# Work to do:
Take the lines from the one with "Question. Locate the sky" to the end of the listing, both ends included, and quote them exactly, leaving pictures out.

# Records supplied:
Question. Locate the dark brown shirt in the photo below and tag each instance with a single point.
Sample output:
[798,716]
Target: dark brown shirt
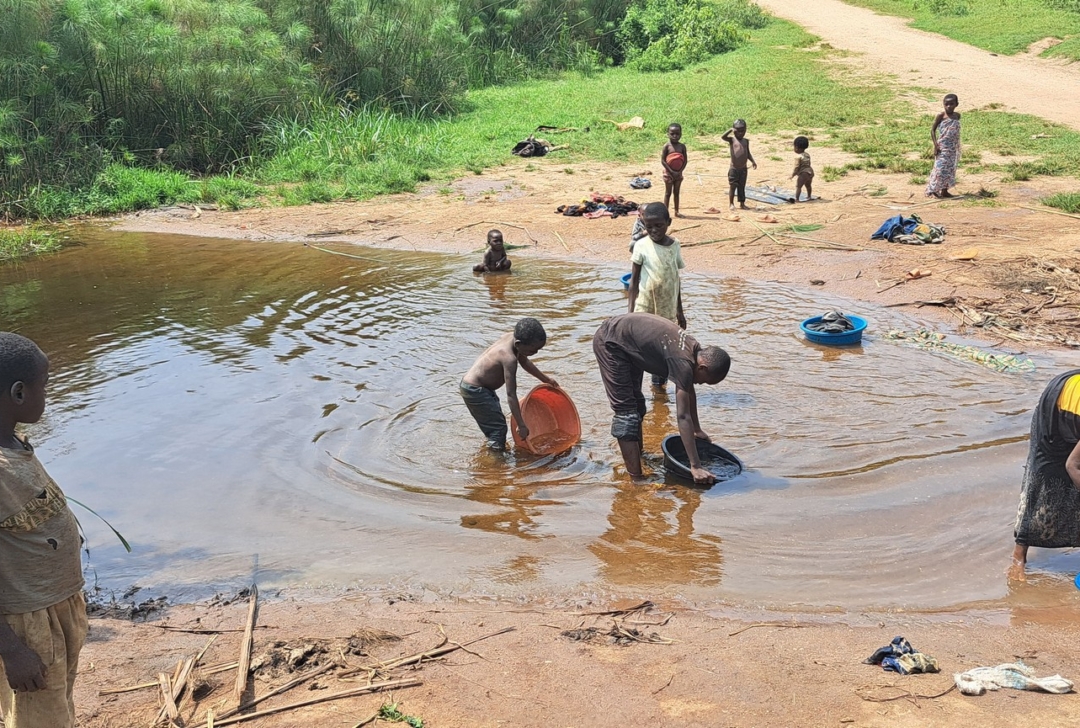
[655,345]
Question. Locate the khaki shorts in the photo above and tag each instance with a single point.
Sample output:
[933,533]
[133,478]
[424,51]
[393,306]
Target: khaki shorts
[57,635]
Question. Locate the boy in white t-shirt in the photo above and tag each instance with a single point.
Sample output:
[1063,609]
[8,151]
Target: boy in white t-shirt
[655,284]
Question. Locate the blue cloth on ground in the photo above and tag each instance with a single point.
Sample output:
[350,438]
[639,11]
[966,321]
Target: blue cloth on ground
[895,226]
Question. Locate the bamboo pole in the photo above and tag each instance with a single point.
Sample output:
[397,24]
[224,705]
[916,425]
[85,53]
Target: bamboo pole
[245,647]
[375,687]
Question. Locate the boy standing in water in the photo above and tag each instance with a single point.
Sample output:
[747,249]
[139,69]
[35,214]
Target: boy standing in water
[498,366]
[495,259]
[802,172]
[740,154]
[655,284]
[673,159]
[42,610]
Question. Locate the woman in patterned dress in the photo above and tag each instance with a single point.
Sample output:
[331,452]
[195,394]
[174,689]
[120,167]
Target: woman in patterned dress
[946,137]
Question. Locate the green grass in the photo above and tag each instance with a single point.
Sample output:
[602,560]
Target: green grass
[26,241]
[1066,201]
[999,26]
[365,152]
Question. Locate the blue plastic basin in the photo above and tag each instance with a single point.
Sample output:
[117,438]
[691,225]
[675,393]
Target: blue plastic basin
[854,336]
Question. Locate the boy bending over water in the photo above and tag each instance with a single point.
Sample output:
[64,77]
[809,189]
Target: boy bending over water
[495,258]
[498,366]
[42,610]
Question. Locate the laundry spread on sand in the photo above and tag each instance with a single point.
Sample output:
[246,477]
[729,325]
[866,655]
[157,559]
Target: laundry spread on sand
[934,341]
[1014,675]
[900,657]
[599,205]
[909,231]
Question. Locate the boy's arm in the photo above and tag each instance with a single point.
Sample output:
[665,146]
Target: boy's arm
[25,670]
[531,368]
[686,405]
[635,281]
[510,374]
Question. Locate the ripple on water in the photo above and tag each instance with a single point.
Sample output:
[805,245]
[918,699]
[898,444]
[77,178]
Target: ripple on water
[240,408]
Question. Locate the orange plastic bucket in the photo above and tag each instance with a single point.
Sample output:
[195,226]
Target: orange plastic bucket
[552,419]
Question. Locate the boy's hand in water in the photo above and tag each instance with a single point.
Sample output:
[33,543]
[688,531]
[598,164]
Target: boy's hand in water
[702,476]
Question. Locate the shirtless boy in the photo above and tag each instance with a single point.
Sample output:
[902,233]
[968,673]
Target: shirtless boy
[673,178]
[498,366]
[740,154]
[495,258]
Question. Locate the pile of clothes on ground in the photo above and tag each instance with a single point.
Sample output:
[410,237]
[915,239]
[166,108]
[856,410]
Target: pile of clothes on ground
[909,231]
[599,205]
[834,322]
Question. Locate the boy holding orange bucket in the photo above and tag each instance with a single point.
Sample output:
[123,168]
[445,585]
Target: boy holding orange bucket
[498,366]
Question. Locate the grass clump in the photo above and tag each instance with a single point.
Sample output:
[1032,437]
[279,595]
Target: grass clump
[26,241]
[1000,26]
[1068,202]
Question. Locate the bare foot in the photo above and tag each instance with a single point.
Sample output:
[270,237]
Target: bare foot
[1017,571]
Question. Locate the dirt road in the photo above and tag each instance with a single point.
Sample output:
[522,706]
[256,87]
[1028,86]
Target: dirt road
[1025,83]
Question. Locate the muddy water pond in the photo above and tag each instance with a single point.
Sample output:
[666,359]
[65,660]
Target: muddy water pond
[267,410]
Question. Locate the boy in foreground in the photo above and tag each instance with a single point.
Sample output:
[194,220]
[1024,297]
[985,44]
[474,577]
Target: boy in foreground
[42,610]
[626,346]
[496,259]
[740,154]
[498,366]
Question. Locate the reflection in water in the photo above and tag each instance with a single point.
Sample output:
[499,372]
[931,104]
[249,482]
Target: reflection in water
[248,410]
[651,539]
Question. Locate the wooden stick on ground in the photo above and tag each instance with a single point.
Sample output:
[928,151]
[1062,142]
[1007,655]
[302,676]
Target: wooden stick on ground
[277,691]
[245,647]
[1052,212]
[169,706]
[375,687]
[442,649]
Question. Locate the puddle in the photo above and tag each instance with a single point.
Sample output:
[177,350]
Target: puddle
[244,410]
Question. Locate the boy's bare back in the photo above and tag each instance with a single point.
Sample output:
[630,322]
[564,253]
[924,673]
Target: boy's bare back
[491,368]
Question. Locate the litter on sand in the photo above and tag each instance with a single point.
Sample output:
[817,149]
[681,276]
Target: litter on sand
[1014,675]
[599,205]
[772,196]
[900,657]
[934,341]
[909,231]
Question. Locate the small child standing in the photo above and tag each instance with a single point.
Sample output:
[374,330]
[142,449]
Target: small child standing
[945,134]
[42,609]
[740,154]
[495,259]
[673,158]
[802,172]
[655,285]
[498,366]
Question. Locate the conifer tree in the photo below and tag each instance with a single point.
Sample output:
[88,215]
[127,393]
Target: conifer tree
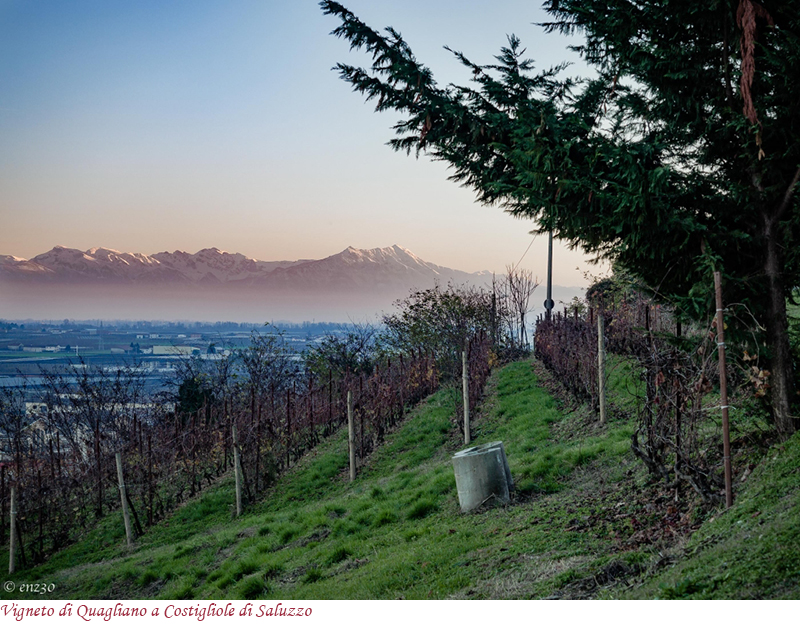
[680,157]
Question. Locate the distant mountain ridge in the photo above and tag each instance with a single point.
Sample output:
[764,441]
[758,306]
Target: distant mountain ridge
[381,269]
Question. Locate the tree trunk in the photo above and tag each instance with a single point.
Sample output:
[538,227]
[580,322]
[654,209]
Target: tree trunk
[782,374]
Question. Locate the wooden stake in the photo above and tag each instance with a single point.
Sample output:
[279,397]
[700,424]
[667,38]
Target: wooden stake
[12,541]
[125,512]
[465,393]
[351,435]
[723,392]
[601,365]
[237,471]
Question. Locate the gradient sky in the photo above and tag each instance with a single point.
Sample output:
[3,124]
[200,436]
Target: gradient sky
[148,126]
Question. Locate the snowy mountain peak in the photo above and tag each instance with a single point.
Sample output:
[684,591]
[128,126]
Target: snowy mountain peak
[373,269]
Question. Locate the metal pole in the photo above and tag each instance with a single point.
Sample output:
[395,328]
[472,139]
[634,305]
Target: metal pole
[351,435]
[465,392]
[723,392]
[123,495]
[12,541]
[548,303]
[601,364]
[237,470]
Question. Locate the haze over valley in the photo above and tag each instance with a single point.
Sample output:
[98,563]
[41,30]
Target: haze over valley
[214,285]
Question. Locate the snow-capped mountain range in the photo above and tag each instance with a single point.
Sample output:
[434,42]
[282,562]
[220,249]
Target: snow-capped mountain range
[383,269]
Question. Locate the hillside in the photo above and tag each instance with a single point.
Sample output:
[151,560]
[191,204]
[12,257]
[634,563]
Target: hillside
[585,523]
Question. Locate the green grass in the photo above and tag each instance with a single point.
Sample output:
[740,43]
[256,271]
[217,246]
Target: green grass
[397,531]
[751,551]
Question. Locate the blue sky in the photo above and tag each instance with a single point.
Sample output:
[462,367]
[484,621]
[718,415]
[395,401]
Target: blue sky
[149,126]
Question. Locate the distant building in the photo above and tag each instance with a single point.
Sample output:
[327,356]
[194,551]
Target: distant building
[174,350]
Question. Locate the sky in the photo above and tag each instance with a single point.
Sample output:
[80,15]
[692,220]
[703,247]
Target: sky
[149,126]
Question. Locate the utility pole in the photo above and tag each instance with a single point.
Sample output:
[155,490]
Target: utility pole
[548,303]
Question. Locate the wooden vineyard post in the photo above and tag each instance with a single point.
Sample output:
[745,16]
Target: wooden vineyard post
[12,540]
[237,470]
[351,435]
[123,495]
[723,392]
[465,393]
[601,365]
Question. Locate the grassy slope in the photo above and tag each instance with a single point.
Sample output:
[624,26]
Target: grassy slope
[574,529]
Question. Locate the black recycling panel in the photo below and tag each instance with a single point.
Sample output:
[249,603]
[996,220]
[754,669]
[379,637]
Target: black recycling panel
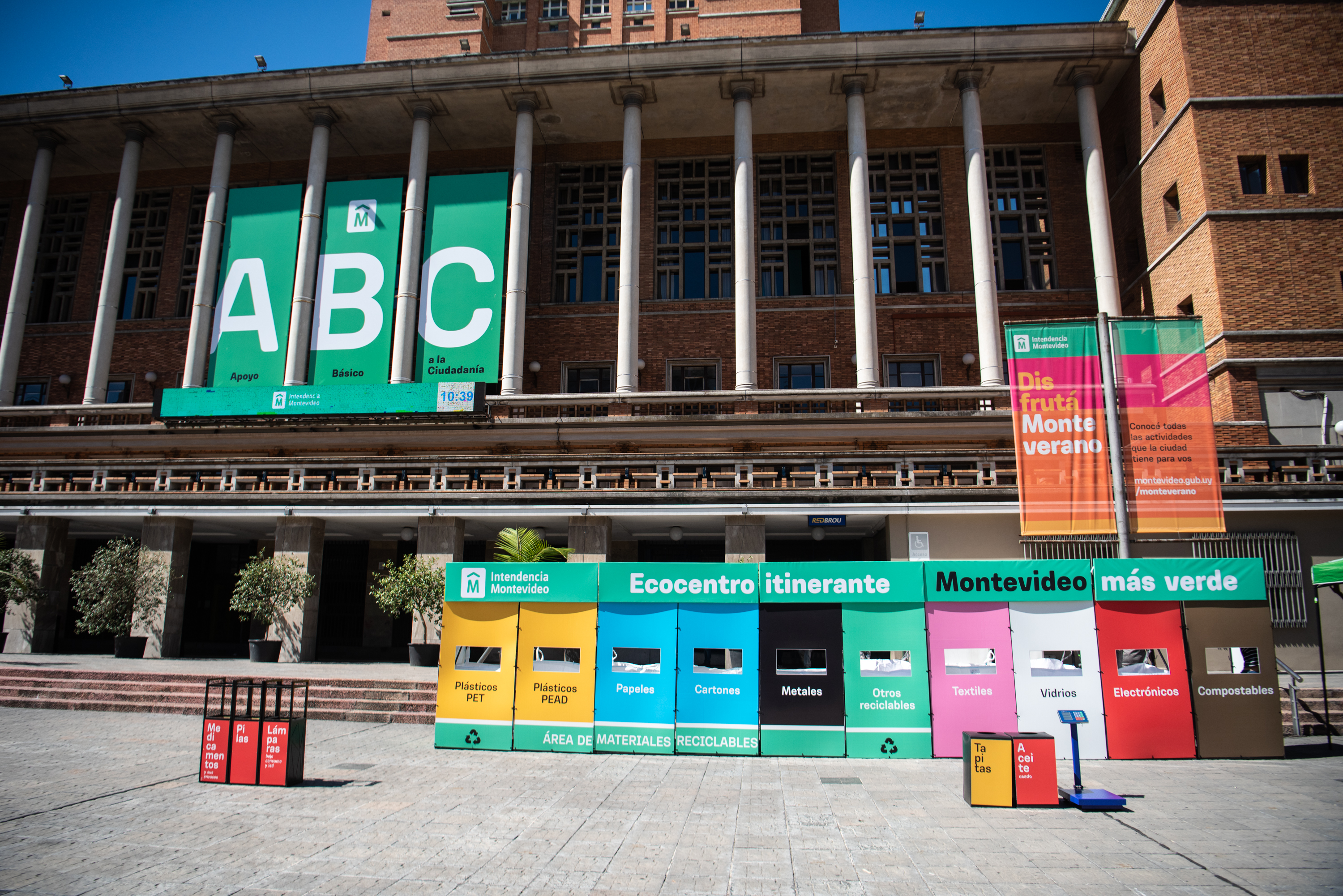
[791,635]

# Task result:
Question. Locate the sky in the photo above and tag each instance with a single point.
Sample output:
[80,15]
[692,220]
[703,247]
Target: sky
[149,126]
Question. Locate the utility pole in the photo above and tag each instance with a single point.
Sample output:
[155,490]
Target: utility pole
[548,303]
Question. Locate the wooden vineyard post in the photo above and tag each instance with a single point.
Sample output:
[745,16]
Target: wooden vineyard post
[12,540]
[237,470]
[351,435]
[123,495]
[723,392]
[465,393]
[601,365]
Question. Locate the grassy slope in the photo above and tag each instance with a single point.
Sample output:
[624,26]
Target: grassy slope
[574,529]
Question. Locate the black recycling panel in the photo below and tag each instance with a single point.
Sample output:
[249,603]
[996,220]
[754,669]
[379,637]
Target: black recycling panel
[791,635]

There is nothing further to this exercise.